Aim :: Switch "instance" to "occurrence" wherever it appears in the rows below, keeping everything else unchanged. Leave the pictures out of your answer.

Photo-based point-labeling data:
..............................
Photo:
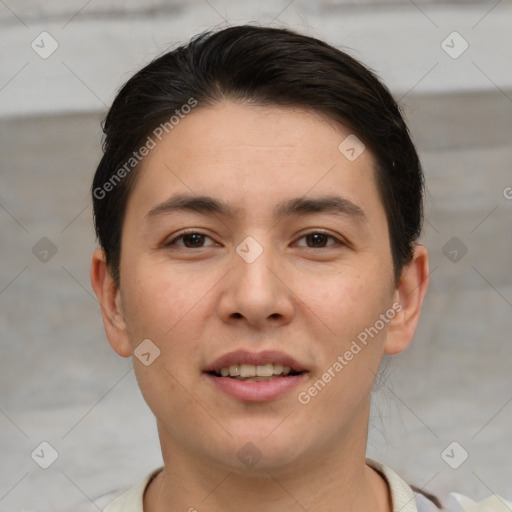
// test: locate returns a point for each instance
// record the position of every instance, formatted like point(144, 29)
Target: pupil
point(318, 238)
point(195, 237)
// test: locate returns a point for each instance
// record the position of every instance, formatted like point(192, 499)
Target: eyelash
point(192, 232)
..............................
Response ::
Photo:
// test: locate returns a point for each occurrence
// record the position of every occurrence, formatted like point(144, 29)
Target: pupil
point(318, 238)
point(195, 237)
// test: locate returns a point for each occurrence
// record the position of every occurrence, formatted like point(192, 499)
Target: eyelash
point(192, 232)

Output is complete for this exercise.